La consigne: Relevez, s'il vous plaît, toutes les lignes ci-dessous qui contiennent le mot « surface ».

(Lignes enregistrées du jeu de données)

- - -

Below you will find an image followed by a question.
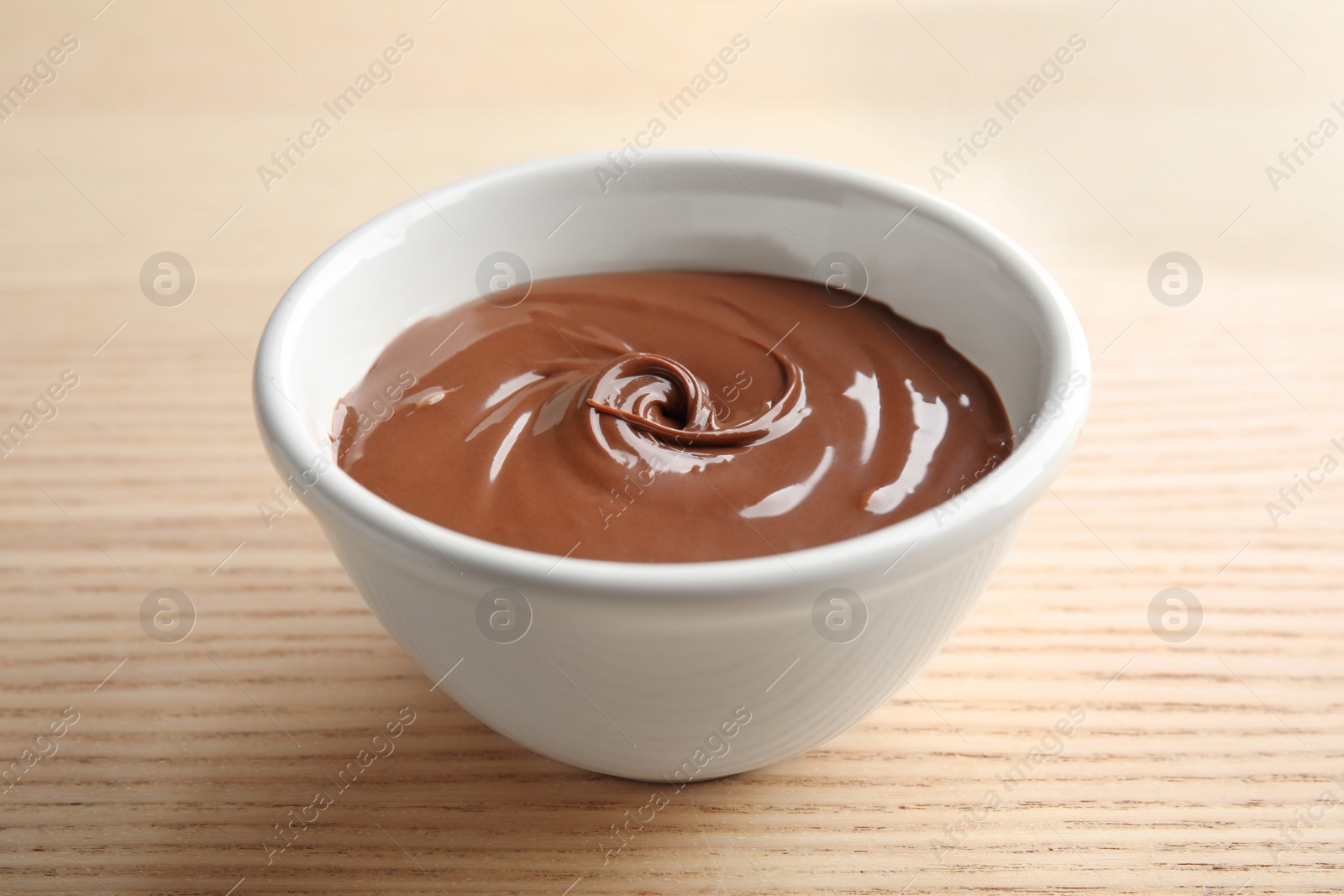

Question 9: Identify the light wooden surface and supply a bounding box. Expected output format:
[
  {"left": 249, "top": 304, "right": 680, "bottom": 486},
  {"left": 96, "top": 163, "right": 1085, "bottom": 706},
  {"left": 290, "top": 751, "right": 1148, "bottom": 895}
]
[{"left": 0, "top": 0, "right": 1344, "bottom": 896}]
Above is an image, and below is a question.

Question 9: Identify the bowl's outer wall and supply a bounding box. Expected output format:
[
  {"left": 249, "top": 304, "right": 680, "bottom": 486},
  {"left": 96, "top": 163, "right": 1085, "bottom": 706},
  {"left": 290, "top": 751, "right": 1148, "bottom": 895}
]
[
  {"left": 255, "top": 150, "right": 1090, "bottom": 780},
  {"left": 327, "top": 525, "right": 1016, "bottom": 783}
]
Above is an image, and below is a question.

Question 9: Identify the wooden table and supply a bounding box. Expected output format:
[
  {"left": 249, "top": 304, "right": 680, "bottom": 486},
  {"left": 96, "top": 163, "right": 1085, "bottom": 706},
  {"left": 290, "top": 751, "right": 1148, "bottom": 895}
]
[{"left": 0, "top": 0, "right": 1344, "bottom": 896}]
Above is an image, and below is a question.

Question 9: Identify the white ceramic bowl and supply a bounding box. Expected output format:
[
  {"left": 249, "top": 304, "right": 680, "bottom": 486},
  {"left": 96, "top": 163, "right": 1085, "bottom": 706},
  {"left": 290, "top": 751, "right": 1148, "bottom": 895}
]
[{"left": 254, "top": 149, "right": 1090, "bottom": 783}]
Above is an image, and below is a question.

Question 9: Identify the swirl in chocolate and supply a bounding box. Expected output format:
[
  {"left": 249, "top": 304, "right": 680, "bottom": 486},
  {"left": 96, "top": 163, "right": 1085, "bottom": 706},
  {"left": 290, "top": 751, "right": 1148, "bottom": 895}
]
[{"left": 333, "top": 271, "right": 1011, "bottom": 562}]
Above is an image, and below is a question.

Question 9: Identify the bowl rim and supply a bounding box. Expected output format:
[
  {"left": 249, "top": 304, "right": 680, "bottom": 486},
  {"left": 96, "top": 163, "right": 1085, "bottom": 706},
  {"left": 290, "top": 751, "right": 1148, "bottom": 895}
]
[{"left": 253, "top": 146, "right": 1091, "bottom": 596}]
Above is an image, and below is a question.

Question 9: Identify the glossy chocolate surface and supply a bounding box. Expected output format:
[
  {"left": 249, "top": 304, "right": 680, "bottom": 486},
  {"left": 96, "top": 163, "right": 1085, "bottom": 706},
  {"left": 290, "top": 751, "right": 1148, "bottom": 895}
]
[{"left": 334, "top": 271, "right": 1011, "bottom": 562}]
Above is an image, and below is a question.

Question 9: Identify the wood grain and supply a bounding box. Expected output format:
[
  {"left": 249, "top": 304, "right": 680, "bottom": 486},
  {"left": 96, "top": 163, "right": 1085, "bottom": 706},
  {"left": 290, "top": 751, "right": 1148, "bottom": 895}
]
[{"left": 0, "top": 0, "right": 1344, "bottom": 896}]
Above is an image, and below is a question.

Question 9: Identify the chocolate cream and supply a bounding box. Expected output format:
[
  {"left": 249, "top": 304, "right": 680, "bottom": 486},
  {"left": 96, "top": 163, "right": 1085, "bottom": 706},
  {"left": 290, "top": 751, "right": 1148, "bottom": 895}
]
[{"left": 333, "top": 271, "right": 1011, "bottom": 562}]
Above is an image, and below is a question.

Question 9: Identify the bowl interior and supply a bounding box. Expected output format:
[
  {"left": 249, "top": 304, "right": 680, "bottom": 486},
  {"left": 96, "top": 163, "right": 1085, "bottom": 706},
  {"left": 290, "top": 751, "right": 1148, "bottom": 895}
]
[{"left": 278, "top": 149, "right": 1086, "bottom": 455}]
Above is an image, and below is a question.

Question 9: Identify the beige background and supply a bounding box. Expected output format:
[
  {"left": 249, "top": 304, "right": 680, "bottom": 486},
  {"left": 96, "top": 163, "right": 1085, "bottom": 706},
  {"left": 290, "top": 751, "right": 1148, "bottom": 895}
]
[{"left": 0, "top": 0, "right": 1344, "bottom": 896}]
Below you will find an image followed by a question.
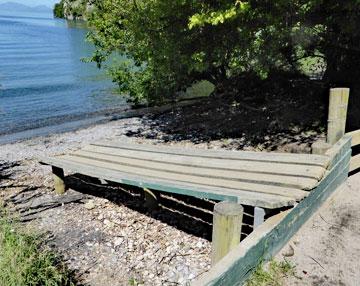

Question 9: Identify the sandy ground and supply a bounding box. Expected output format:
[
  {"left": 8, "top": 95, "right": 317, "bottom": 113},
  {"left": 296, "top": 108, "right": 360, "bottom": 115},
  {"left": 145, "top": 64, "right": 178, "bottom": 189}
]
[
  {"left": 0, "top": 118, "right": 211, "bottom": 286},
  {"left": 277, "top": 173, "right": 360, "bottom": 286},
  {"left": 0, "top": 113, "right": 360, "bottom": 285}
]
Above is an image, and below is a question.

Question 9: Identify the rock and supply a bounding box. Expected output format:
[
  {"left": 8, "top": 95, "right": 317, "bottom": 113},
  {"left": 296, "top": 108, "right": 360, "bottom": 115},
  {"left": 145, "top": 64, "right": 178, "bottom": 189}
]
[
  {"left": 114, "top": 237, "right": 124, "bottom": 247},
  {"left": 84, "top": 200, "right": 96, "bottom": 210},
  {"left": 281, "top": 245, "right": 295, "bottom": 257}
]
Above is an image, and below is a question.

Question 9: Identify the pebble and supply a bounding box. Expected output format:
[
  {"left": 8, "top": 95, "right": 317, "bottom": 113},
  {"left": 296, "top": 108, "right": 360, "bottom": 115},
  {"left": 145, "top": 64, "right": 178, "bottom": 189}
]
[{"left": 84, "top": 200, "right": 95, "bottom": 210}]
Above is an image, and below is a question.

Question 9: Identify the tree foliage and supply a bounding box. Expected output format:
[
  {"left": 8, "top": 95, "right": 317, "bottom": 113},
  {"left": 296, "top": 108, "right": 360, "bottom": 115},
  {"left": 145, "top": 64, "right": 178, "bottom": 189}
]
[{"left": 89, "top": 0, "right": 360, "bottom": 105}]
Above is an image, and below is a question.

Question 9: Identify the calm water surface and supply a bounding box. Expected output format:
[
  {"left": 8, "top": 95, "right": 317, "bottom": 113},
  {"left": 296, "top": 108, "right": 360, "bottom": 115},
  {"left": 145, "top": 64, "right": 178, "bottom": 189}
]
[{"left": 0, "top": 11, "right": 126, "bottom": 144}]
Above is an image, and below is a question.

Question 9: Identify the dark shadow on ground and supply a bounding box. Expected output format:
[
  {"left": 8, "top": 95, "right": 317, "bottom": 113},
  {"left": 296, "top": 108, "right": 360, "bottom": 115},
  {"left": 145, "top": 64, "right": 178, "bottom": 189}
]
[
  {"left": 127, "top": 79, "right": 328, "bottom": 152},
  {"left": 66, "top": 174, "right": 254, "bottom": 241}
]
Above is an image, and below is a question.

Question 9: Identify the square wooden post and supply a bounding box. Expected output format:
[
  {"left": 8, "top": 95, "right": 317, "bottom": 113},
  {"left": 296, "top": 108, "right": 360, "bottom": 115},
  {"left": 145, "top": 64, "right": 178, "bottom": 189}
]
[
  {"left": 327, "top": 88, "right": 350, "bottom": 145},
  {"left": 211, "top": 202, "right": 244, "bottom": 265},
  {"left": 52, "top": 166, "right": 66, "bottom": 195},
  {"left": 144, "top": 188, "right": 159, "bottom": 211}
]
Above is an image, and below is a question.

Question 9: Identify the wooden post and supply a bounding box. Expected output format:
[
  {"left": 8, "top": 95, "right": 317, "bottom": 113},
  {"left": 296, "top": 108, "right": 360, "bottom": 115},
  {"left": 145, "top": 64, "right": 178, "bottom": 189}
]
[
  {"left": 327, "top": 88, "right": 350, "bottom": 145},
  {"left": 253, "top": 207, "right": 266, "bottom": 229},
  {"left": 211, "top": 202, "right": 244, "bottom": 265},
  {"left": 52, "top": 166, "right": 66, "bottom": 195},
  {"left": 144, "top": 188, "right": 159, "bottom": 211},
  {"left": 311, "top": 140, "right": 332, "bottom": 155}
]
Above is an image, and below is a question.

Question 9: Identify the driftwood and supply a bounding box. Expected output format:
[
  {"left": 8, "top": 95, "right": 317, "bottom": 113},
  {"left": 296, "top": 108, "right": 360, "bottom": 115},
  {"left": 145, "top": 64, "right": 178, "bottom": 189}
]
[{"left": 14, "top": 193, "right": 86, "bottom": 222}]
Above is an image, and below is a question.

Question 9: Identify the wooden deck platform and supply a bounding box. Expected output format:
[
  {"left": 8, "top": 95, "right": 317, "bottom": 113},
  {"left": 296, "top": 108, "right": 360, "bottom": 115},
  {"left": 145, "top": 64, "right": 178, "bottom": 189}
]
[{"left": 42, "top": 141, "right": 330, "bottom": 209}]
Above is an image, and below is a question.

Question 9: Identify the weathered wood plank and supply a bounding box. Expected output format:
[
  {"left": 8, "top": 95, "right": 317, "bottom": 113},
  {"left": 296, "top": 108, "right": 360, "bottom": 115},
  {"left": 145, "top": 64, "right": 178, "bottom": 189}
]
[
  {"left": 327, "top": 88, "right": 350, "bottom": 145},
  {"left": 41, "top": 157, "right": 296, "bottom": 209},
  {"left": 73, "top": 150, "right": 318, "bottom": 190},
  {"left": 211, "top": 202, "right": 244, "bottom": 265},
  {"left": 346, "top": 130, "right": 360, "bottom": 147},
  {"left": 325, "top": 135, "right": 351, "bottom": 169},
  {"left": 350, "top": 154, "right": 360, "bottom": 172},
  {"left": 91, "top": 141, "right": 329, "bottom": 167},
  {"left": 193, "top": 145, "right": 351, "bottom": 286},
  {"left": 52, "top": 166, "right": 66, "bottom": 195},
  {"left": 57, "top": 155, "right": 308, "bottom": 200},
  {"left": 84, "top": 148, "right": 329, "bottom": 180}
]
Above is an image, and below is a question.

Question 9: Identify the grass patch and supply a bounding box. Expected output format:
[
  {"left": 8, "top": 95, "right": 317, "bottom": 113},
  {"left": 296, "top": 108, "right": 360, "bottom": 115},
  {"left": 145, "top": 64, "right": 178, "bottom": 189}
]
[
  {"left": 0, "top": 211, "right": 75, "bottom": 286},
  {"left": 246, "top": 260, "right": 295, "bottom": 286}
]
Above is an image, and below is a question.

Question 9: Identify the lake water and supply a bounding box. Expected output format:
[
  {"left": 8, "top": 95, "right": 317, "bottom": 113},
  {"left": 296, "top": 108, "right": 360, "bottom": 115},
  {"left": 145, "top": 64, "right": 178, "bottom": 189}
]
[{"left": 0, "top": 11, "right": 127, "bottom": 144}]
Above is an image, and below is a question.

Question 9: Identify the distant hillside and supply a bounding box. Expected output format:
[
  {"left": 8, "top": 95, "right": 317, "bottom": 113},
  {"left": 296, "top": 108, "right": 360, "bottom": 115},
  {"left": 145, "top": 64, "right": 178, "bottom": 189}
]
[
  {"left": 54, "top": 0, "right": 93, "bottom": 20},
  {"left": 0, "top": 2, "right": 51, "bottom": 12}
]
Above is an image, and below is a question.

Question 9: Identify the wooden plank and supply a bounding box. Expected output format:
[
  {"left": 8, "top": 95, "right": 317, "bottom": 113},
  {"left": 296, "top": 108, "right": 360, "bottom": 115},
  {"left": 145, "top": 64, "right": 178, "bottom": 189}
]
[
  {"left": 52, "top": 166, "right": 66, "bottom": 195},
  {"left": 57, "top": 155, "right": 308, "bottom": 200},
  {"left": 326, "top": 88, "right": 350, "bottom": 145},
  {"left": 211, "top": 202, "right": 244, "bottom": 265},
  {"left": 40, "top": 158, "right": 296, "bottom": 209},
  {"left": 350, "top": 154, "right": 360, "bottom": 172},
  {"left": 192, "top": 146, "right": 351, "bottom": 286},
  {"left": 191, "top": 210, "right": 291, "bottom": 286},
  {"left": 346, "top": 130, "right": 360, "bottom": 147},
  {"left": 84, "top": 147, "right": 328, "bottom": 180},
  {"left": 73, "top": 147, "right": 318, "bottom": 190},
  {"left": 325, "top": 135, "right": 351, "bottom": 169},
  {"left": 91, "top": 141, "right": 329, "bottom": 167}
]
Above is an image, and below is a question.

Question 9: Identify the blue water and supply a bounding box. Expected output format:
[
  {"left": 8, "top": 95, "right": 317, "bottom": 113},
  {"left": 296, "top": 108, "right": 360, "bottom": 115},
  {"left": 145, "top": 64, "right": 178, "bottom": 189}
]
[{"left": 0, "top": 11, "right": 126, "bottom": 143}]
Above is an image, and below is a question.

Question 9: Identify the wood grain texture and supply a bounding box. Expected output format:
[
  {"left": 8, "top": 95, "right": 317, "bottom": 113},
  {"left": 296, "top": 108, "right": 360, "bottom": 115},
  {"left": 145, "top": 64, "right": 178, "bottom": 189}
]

- - -

Réponse rédigée:
Question 9: Identify the light wooden surface and supply a bounding box. Expected output format:
Question 9: Identify the glossy chocolate surface and supply a bounding box. Expected output format:
Question 9: Identify the calm water surface and supply a bounding box. Expected output format:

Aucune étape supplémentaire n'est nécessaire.